> **TASK PROMPT**
Could you write out the records below exactly as they appear, leaving out any pictures?

> **ENTRIES PROVIDED**

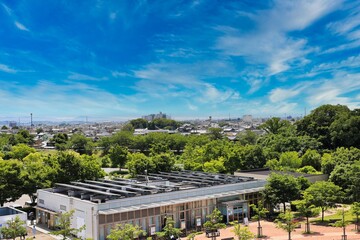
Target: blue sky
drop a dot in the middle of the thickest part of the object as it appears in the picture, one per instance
(113, 60)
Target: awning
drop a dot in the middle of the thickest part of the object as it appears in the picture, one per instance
(233, 203)
(46, 210)
(179, 201)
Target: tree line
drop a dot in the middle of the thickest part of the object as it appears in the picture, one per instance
(325, 141)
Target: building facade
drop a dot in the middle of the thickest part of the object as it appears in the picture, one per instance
(148, 201)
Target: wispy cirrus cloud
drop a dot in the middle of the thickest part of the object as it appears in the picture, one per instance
(270, 42)
(79, 76)
(335, 90)
(48, 98)
(11, 14)
(7, 69)
(21, 26)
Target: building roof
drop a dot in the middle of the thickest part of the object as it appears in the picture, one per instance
(104, 190)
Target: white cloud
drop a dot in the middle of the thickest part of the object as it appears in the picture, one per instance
(334, 90)
(73, 99)
(350, 62)
(21, 26)
(78, 76)
(347, 27)
(270, 43)
(192, 107)
(7, 69)
(7, 9)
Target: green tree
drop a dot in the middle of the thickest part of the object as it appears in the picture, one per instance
(242, 233)
(290, 160)
(137, 163)
(125, 232)
(327, 163)
(306, 209)
(23, 136)
(215, 166)
(118, 156)
(318, 123)
(247, 137)
(311, 158)
(74, 167)
(60, 141)
(214, 222)
(324, 195)
(281, 188)
(169, 231)
(81, 144)
(37, 174)
(355, 209)
(342, 223)
(139, 123)
(15, 228)
(163, 162)
(64, 224)
(39, 130)
(11, 181)
(215, 133)
(345, 131)
(287, 223)
(260, 213)
(308, 170)
(20, 151)
(251, 157)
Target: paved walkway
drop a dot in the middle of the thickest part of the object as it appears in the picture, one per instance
(269, 229)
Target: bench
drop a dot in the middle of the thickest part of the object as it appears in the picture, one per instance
(213, 234)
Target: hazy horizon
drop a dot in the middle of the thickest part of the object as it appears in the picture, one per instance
(188, 59)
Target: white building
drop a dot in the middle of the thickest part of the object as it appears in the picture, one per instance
(9, 213)
(186, 197)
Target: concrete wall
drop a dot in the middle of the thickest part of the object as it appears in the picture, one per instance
(161, 197)
(88, 211)
(85, 211)
(8, 213)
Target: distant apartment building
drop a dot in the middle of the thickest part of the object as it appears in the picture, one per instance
(12, 124)
(247, 118)
(153, 116)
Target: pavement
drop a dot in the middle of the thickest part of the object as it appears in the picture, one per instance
(269, 229)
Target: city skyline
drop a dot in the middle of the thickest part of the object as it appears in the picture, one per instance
(120, 60)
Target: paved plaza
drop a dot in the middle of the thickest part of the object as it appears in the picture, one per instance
(271, 232)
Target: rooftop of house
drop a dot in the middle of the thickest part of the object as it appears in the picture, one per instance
(5, 211)
(104, 189)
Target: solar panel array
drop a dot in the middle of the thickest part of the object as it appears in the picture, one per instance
(103, 190)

> **ANSWER TO THE PROBLEM**
Target: blue sky
drop a dot in the middle of the thickest part of the object as it appears in the picture, one per instance
(113, 60)
Target: awning
drop a dot in the middle of the thickest part of the object as it appears in the picture, one per instance
(233, 203)
(46, 210)
(179, 201)
Target: tree line
drop a dot in the middle of the thickest part of the object as it appears in the picture, one per instance
(325, 141)
Target: building facade
drop a dot in the middle of the thickest part of the object as it appears in the picture, one per instance
(148, 201)
Target: wispy cirrus cloud
drop a dot in the middle of the thickest part of the object as it appears in the picture, one per instance
(270, 42)
(79, 76)
(335, 90)
(48, 98)
(11, 14)
(7, 69)
(21, 26)
Target: building roof
drop a dot in the middle of the thickest part of the object as it appears in the picture, one per instance
(104, 190)
Target: white cloud
drop a dot in the middle of the thickest part of the object as it appears in the picture, one per instance
(334, 90)
(73, 99)
(350, 62)
(21, 26)
(78, 76)
(347, 27)
(270, 43)
(192, 107)
(7, 69)
(7, 9)
Target: green tree
drop a dot in the middle of the thickest part of the object as it appears in the picture, one per instance
(242, 233)
(290, 160)
(137, 163)
(125, 232)
(327, 163)
(306, 209)
(23, 136)
(215, 166)
(118, 156)
(318, 123)
(247, 137)
(311, 158)
(74, 167)
(60, 141)
(214, 222)
(324, 195)
(281, 188)
(169, 231)
(81, 144)
(37, 174)
(355, 209)
(342, 223)
(139, 123)
(15, 228)
(163, 162)
(64, 224)
(39, 130)
(11, 181)
(215, 133)
(345, 131)
(287, 223)
(260, 213)
(308, 170)
(20, 151)
(251, 157)
Target: paved walkway
drop a dot in the middle of the thickest part of the object as it appears in the picture, one per instance
(269, 229)
Target: bench
drop a dot in the middle of the thickest part of the object as it appears in the picture, one per instance
(213, 234)
Target: hazy horizon
drop a dot in the middle of the thickest part of the object as it appears in the picture, one per instance
(188, 59)
Target: white building
drop a dot in the middle of the thickest part of the object as it appears in the picture, one per instance
(9, 213)
(186, 197)
Target: concrete wall
drop a dot in the middle of the thickest part of the object as it appears in the picture, one per instance
(161, 197)
(88, 211)
(85, 211)
(8, 213)
Target: distant apartment building
drop a dot in the middle of the thickest part of the object as it appears in the picture, one per instance
(12, 124)
(247, 118)
(153, 116)
Target: pavement
drop a dot in the middle of the thickest part of the object as it appears in the picture, one per instance
(269, 229)
Target: city skyline
drop a dot in the middle of the thickest part of the object as it appears in the picture, one per instance
(120, 60)
Target: paved plaza
drop a dot in the middle of the thickest part of the object as it appears in the picture, one per instance
(271, 232)
Target: rooftop of house
drop a dot in the middle of the thickest part of the object as it appears in the picture, one per instance
(5, 211)
(104, 189)
Target: solar panel array
drop a dot in the middle of the thickest part of the object as it appears in the picture, one per instance
(103, 190)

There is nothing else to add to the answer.